**Text:**
◆ ◆ ◆ ◆ ◆

Source of Skin Care Ingredients?
Question: from Gayle
Why don't you list the ingredients for the skin care products? I mean the source, not the chemical name.
Also, are you using nano technology in the products? I have a concern about that since products made with this technology haven't been tested on humans. I recently read that people have reacted to tennis racquet handles made from a nano product as if it was asbestos.
Sunscreens have been made smooth and colorless by making the zinc oxide molecules so small through nano technology. But that is not the natural state of zinc oxide and who knows how the body will handle those particles?
I guess you can tell I'm very concerned. It seems like GMOs in that they haven't been tested. Perhaps your perspective and knowledge will put me at ease.
*This was a question raised on Warren's Blog where you can find many comments regarding this question and various others.
Answer: from Warren
With regarding the name of the ingredients we are obliged by international convention to use the chemical names. The ingredient names on the outsides of the skincare tubes are INCI names, or International Nomenclature of Cosmetic Ingredients.
INCI was established to ensure that cosmetic ingredients are consistently listed using the same ingredient name from product to product. In almost every country the cosmetic regulatory agency requires that all cosmetics include a listing of ingredients using the standardized INCI name for each ingredient.
Using consistent ingredient names on product labels allows consumers the ability to easily compare the ingredients between multiple products although is can be misleading as the INCI name can be the same whether the ingredient is sourced from plants or petroleum.
So, what we have now done is put together detailed info on all the ingredients that we use in our skin care products which also explains the source.
Now, dealing with your question regarding nanotechnology!
Nanotechnology has been around a long time, only recently has it been given a name. As long as there have been crèmes and other mixtures of oils and water then this technology has been present. How most crèmes and skincare products are made is that a water phase is dispersed in an oil phase in microscopic droplets that are too small to coalesce and separate.
In the same way nanotechnology – in the common understanding – involves microscopic or even smaller particles, and like any technology it has both its positives and negatives.
Apart from the manufacturing process of skincare products there is only one ingredient that could even be considered under this topic; that is the Nano-Lipobelle H-EQ10. However this ingredient is quite different to the common understanding of “nanotechnology”.
The Nano-Lipobelle material consists of CoEnzyme Q10 – a powerful and natural antioxidant - wrapped in a ‘nano-shell’ of a natural oil material – in this case Lecithin. These shells are what are referred to as “nano” material and in fact occur naturally in a huge number of situations. So we are not doing anything that does not occur naturally.
While nanotechnology can be used to deliver materials that do not occur naturally in skin cells, such as zinc oxide or artificial preservatives, we use nanotechnology to deliver natural material to the skin cells to aid in its regeneration and health.
I hope that this helps put your mind at rest.

◆ ◆ ◆ ◆ ◆

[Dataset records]
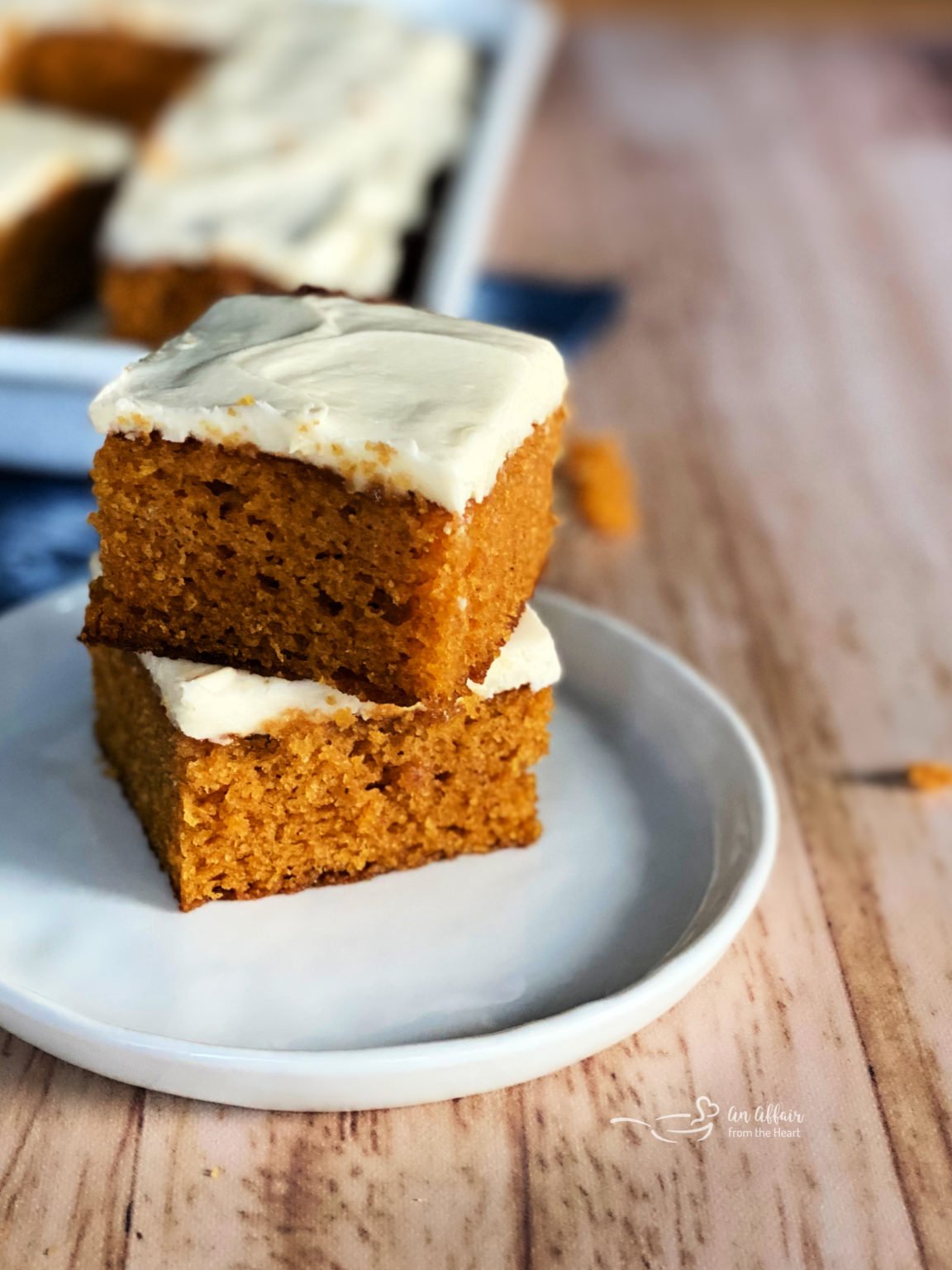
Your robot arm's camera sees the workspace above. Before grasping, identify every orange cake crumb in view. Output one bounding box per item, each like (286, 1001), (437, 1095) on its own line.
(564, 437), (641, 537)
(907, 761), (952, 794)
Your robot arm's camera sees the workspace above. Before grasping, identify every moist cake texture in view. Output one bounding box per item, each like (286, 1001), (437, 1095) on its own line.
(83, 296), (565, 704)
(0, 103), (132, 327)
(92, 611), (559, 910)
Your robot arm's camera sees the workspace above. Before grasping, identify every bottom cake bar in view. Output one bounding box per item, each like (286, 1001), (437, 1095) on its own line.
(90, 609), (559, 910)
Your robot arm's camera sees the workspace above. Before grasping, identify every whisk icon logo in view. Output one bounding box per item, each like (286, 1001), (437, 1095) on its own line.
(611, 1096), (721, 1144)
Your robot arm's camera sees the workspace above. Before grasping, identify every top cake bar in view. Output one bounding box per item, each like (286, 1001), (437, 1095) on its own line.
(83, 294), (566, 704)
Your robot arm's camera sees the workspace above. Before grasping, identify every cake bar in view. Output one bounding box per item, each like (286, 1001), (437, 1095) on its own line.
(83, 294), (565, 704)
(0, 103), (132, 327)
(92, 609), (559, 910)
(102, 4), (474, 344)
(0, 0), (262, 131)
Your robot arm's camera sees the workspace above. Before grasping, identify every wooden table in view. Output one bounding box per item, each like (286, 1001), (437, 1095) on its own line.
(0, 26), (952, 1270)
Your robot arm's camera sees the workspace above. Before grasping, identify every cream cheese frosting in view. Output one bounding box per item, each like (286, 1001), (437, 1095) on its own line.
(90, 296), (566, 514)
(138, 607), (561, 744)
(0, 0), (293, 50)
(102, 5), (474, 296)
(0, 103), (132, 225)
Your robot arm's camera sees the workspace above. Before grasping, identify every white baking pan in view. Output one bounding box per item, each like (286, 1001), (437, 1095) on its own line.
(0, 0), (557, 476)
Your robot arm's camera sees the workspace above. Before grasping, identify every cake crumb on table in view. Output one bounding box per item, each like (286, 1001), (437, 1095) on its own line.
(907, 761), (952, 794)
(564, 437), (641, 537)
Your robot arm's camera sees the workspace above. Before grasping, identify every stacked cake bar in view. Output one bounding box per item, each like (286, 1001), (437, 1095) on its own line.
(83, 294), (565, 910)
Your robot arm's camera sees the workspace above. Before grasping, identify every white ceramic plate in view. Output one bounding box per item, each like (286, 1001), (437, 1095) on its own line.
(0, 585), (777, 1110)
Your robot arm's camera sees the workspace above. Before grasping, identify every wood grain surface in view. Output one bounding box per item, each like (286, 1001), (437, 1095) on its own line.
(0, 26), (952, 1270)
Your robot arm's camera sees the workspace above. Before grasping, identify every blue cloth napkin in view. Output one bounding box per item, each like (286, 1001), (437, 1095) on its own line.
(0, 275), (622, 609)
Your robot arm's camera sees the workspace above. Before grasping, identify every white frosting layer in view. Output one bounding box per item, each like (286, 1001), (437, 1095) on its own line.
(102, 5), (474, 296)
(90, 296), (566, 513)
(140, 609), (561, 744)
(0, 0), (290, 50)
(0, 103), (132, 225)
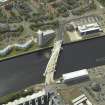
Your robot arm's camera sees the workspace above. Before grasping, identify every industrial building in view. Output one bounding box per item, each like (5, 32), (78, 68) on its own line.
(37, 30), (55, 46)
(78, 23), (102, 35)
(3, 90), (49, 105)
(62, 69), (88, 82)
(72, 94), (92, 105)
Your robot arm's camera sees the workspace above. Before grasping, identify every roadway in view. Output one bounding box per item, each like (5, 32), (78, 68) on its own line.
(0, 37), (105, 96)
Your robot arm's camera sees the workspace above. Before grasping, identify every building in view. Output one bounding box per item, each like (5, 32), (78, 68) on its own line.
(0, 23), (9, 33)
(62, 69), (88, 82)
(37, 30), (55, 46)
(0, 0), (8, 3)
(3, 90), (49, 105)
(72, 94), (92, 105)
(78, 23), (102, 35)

◆ ◆ ◆ ◆ ◆

**What you have to do:** Please copy everything from "Question: from Gayle" down to "and various others." in the skin care Q&A, replacing "zinc oxide" with "titanium dioxide". This material was taken from a separate source.

**Response below:**
Question: from Gayle
Why don't you list the ingredients for the skin care products? I mean the source, not the chemical name.
Also, are you using nano technology in the products? I have a concern about that since products made with this technology haven't been tested on humans. I recently read that people have reacted to tennis racquet handles made from a nano product as if it was asbestos.
Sunscreens have been made smooth and colorless by making the titanium dioxide molecules so small through nano technology. But that is not the natural state of titanium dioxide and who knows how the body will handle those particles?
I guess you can tell I'm very concerned. It seems like GMOs in that they haven't been tested. Perhaps your perspective and knowledge will put me at ease.
*This was a question raised on Warren's Blog where you can find many comments regarding this question and various others.